=== EXERCÍCIOS ===
**A.** Transcreva do texto sobre Costa e Silva o trecho que começa em "Artur da Costa" e segue até "de qualquer entendimento.".
**B.** Relacione todos os escritores citados pelo nome no texto sobre Costa e Silva.
**C.** Dê continuidade ao texto sobre Costa e Silva a partir do ponto em que ele termina.

=== TRECHO DO TEXTO ===
▶

Artur da Costa e Silva nasceu em Taquari, Rio Grande do Sul. O pai era dono do armazém que abastecia a pequena cidade. Artur, menino brincou nas ruas, nos bosques, caçou passarinhos, duelou com as bolas queimadas, brigou com a molecada do bairro do alto, apanhou dos garotos do Tibiriçá. Estudou na escola da Dona Ana; o boletim mensal sofria de hemorragia vermelha abraçando os números acanhados.
Na juventude, momento sem muitas incertezas encaminharam-no para escola militar. Estudou o necessário, rascunhou fórmulas compreensíveis ao longo de tardias temporadas; leu muito pouco, escreveu sobre as linhas espalhadas pelos cadernos e longe dos olhos. Leu alguns textos literários; a poesia, coisa curiosa, significava-lhe muito, pois representava palavras que dançavam longe de qualquer entendimento.
Um dia, mesmo inesperadamente, levando-se em conta a lógica da vida, conseguiu sair da Academia Militar. A partir de sua saída do local onde se fabricam os militares, nunca mais leu nada, nem a capa amarela ou azul, de livros expostos nas vitrines das livrarias. Graciliano Ramos passou a três quilómetros de sua distância. Érico Veríssimo, gaúcho como ele, nunca morou em sua mala de viagem ou permanência; Jorge Amado causava-lhe um certo arrepio, o oficial do exército não gostava de acarajé, Clarisse Lispector mexia com mundos altamente psicológicos, coisa semelhante a bruxaria. Da mesma maneira que nada leu, não fez cursos de aperfeiçoamento, cursos de especialização ou estudos sérios sobre a arte de cavar trincheira sem uso de artefatos de perfuração do solo.
O que sabemos, mesmo com ausência de documentação, é que fora escolhido e nomeado Ministro da Guerra de Castelo Branco. Esse cargo se a história estiver correta fora criado no ano de 1815; uma tentativa de fortalecer as forças armadas brasileiras em relação a Portugal. Nesse tempo o Brasil ainda era colônia da terrinha, propriedade da monarquia da terrinha, e financiador dos gastos exagerados dos portugueses. Costa e Silva, em seu governo maquiou o Ministério, transformando-o em “Ministério do Exército”, porém, não fez nenhuma mudança estrutural de relevo.
Voltando ao assunto, com muita calma e clarividência, na função de Ministro da Guerra, Costa e Silva resolveu perseguir Juscelino Kubistchek e outros políticos de destaque, antes da chamada revolução de março.
Os homens perseguidos viveram um bom pedaço de suas vidas sendo observados dia e noite. Mesmo estando numa praia, sentados numa gostosa cadeira de descanso, lendo um bom livro ou observando a beleza do mar e os voos das gaivotas, uma luneta, de longe, os observava atentamente.

◀

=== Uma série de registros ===
▶

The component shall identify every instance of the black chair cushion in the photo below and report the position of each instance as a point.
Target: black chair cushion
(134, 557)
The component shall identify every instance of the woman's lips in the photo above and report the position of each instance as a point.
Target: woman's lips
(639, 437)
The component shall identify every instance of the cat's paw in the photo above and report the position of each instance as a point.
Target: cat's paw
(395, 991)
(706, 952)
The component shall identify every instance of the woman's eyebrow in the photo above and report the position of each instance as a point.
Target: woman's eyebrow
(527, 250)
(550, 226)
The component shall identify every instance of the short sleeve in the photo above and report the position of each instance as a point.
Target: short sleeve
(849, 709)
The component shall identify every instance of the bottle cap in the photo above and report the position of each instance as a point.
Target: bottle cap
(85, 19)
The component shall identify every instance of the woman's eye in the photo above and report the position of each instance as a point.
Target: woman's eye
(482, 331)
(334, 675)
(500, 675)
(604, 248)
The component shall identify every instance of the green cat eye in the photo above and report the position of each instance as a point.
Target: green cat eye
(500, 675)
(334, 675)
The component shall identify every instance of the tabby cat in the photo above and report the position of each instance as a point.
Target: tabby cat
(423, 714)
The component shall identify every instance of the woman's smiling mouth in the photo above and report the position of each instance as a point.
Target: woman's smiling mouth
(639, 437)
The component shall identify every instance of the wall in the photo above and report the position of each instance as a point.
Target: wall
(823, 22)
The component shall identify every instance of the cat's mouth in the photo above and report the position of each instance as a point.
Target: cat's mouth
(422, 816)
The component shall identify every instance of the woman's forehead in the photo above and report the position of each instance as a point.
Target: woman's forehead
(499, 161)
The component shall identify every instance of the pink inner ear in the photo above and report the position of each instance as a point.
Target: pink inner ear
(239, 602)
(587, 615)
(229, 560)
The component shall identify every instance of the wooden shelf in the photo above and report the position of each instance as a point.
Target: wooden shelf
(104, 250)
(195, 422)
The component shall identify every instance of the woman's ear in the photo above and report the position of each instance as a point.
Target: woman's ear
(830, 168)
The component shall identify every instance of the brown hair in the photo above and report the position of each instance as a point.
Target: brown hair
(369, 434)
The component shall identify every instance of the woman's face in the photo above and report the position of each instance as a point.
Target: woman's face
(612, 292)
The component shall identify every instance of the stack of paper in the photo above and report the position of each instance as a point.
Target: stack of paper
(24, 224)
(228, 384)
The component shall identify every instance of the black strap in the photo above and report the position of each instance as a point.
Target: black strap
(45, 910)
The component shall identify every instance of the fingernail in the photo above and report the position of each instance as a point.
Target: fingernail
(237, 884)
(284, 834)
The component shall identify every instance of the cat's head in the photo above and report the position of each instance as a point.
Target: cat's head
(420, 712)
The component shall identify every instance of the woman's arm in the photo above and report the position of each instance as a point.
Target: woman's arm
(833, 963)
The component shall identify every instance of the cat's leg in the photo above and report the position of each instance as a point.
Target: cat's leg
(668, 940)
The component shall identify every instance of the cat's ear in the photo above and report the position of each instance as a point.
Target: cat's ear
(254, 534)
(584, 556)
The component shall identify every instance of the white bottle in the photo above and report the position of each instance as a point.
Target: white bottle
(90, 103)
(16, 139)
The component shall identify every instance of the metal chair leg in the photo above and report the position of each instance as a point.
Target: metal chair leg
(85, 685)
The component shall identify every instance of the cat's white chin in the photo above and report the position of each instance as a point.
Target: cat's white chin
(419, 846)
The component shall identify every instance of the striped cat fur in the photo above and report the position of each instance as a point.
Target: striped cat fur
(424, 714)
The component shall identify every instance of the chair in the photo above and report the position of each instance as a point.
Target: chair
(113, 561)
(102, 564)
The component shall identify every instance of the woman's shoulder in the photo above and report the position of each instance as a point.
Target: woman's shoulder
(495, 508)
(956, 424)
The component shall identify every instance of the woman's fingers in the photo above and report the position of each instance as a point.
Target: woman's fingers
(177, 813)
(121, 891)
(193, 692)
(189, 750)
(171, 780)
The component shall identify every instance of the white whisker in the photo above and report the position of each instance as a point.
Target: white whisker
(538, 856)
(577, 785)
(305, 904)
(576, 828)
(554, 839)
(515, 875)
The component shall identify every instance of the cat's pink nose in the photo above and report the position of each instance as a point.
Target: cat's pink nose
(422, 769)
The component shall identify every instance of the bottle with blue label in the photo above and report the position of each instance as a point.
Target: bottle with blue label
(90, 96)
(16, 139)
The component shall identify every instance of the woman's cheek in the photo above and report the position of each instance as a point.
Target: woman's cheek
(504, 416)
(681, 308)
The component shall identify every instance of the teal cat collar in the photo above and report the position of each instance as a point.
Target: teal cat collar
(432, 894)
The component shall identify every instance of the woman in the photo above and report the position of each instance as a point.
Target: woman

◀

=== RESPOSTAS ===
**A.**
Artur da Costa e Silva nasceu em Taquari, Rio Grande do Sul. O pai era dono do armazém que abastecia a pequena cidade. Artur, menino brincou nas ruas, nos bosques, caçou passarinhos, duelou com as bolas queimadas, brigou com a molecada do bairro do alto, apanhou dos garotos do Tibiriçá. Estudou na escola da Dona Ana; o boletim mensal sofria de hemorragia vermelha abraçando os números acanhados.
Na juventude, momento sem muitas incertezas encaminharam-no para escola militar. Estudou o necessário, rascunhou fórmulas compreensíveis ao longo de tardias temporadas; leu muito pouco, escreveu sobre as linhas espalhadas pelos cadernos e longe dos olhos. Leu alguns textos literários; a poesia, coisa curiosa, significava-lhe muito, pois representava palavras que dançavam longe de qualquer entendimento.

**B.** Graciliano Ramos, Érico Veríssimo, Jorge Amado, Clarisse Lispector

**C.**
Castelo Branco resolveu, por decisão própria desistir desse mundo; os militares reunidos no silêncio espontâneo do poder, depois de horas e horas de análises profundas, escolheram o General Costa e Silva para substituir o primeiro presidente militar; observando a hierarquia estabelecida pela matemática, perceberam que Costa e Silva, seria o segundo presidente militar.
O novo presidente tinha e sempre teve um aspecto rústico, o rosto meio flácido era real e permanente, o narigão sempre sugerindo inchaço, contrastava com o bigodinho curtíssimo, ralo, quase apagado. O uso de óculos escuro nos minutos estabelecidos pelos dias e pelas noites dilatava a imagem.
A sua esposa, Dona Yolanda, mulher linda, adorava realizar desfiles de moda no Palácio do Governo. É impressionante o manejo dos fatos históricos, mas num desses desfiles, um jovem cearense conquistou a passarela e o público, demonstrando sua elegância, beleza, altivez, no corredor da moda, esse jovem chamava-se Fernando Collor de Melo.
Em noites mais enluaradas, noites sem compromisso cultural, político, ou de economia de Estado, Dona Yolanda promovia rodadas e pôquer inesquecíveis nos anais da vida presidencial brasileira. A primeira dama do país, claro que não há singularidades especiais no fato, protegia rapazes inteligentes e promissores.
Um rapaz chamado Paulo Maluf aproximou-se de Dona Yolanda, expondo-lhe seus sonhos, seus desejos, sua vocação em bem servir ao Brasil. Deu-lhe presentes interessantes e belíssimos; pagou varias contas de jogo do presidente, recebendo em troca, a presidência da Caixa Econômica Federal. Houve festas, cantatas, comemorações. No aniversário da primeira dama, ocasião especial, Paulo Maluf a presenteou com um colar de diamantes, originário das noites misteriosas do oriente.
Pela sua bondade, gestos de cavalheiro e admirador, Maluf recebeu, em contrapartida, a prefeitura de São Paulo.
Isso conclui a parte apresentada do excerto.